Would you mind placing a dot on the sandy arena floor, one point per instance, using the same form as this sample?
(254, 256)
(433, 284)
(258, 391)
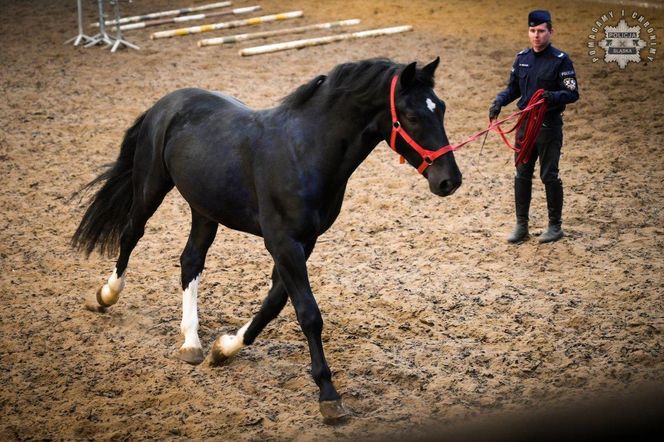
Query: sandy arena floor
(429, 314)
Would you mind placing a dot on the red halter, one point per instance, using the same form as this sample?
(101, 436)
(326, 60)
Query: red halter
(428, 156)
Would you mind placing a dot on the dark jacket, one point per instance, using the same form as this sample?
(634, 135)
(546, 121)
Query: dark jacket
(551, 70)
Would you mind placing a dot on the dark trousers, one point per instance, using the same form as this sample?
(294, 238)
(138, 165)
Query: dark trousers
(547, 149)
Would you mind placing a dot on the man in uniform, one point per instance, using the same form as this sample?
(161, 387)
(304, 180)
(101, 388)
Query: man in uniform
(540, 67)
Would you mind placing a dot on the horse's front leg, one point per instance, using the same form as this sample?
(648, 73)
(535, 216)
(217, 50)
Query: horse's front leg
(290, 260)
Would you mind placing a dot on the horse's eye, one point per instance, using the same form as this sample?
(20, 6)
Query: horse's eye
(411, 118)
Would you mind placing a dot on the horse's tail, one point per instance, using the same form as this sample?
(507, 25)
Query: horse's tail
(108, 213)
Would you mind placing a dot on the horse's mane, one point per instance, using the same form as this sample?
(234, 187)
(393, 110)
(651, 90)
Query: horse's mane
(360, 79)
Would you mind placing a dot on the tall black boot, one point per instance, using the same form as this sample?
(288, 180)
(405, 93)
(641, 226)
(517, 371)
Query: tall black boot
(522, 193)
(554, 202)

--

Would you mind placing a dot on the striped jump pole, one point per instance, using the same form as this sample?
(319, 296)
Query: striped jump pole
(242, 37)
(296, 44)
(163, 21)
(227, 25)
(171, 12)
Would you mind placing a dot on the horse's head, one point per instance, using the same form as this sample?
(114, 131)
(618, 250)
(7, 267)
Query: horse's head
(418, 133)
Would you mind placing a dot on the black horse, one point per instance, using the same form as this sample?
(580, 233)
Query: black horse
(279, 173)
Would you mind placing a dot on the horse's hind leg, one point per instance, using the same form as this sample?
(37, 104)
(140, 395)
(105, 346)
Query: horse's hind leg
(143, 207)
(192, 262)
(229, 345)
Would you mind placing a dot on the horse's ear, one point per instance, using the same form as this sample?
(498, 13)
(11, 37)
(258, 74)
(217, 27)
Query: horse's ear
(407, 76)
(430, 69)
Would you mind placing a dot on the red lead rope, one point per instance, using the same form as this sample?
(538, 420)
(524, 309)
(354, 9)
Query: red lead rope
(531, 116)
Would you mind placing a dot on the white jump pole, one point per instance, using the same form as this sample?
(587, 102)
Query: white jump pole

* * *

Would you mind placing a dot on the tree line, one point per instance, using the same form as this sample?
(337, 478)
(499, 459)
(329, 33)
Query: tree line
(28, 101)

▶ _What you are asked to do_
Check each line of the listing above for the string "white", then report only how many lines have it.

▶ _Answer section_
2